- _TASK STATEMENT_
Starting with the line that contains "Practice step: point at the white" and going on through the end of the items, give every line as a numbered list, leaving out blank lines and pictures.

(Object pointing dataset rows)
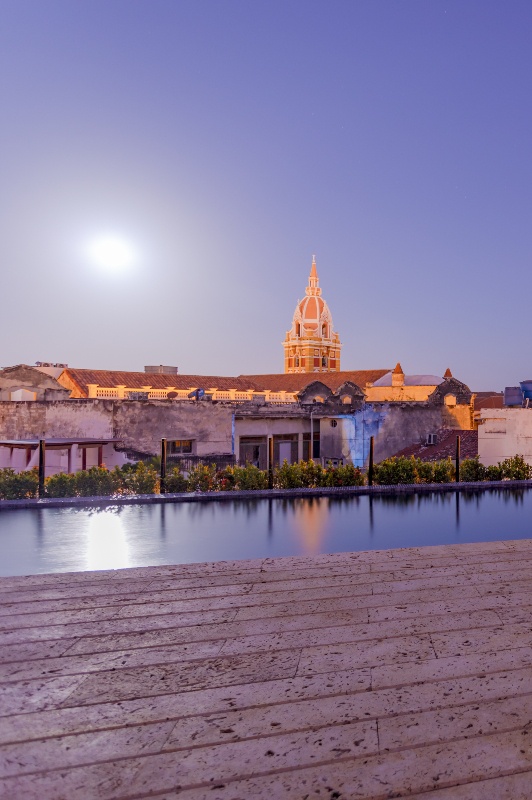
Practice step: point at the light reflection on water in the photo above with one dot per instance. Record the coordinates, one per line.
(73, 539)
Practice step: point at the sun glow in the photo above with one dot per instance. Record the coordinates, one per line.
(112, 253)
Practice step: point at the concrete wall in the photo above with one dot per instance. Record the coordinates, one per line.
(392, 426)
(504, 433)
(140, 425)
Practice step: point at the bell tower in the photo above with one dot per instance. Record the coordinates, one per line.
(311, 345)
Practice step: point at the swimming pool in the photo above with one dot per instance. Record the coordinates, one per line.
(40, 540)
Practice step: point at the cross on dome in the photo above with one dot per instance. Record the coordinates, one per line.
(311, 345)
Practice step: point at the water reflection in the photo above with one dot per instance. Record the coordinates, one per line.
(310, 520)
(63, 539)
(107, 545)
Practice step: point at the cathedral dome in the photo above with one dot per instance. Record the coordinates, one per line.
(311, 345)
(312, 316)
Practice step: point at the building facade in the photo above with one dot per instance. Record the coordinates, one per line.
(311, 344)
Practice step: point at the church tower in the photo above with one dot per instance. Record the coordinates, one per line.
(311, 344)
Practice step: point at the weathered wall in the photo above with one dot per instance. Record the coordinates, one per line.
(392, 426)
(503, 433)
(24, 420)
(141, 426)
(404, 425)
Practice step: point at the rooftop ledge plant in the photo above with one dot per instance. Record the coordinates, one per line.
(133, 479)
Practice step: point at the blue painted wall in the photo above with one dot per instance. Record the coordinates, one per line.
(357, 429)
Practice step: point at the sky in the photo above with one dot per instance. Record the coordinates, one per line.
(225, 143)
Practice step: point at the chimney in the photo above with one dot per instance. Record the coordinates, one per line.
(398, 376)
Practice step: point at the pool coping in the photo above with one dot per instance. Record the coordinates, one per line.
(263, 494)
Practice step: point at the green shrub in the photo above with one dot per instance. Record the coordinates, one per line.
(397, 469)
(249, 477)
(515, 469)
(287, 476)
(444, 471)
(343, 475)
(312, 474)
(424, 471)
(175, 481)
(472, 470)
(494, 472)
(202, 478)
(61, 485)
(142, 480)
(98, 481)
(18, 485)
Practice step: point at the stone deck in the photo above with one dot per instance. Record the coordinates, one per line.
(400, 673)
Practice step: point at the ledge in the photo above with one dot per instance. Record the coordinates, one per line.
(262, 494)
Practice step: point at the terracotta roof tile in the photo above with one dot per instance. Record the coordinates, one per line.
(298, 381)
(275, 382)
(488, 400)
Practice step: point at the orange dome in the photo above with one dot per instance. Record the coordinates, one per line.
(311, 345)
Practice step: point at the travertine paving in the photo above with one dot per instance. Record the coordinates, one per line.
(400, 673)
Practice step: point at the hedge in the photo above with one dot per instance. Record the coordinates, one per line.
(143, 478)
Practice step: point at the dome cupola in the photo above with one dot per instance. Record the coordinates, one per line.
(311, 345)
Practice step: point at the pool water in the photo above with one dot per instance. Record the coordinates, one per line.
(44, 540)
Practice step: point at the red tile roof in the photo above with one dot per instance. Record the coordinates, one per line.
(298, 381)
(445, 446)
(283, 382)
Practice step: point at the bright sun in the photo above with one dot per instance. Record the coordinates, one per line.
(112, 253)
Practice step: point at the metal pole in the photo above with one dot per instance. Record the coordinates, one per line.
(370, 463)
(162, 482)
(42, 456)
(270, 462)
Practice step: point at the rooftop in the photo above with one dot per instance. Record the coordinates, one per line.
(445, 446)
(400, 673)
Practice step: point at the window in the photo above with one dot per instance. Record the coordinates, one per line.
(181, 446)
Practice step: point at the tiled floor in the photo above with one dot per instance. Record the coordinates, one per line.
(400, 673)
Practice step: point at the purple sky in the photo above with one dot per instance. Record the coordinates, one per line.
(228, 142)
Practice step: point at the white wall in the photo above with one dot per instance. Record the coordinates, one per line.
(503, 433)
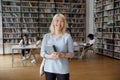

- _THE RESPONSE_
1. Practice step: point at the white wall in the photo above with one dot per instance. Record the coordinates, one per line.
2. (503, 433)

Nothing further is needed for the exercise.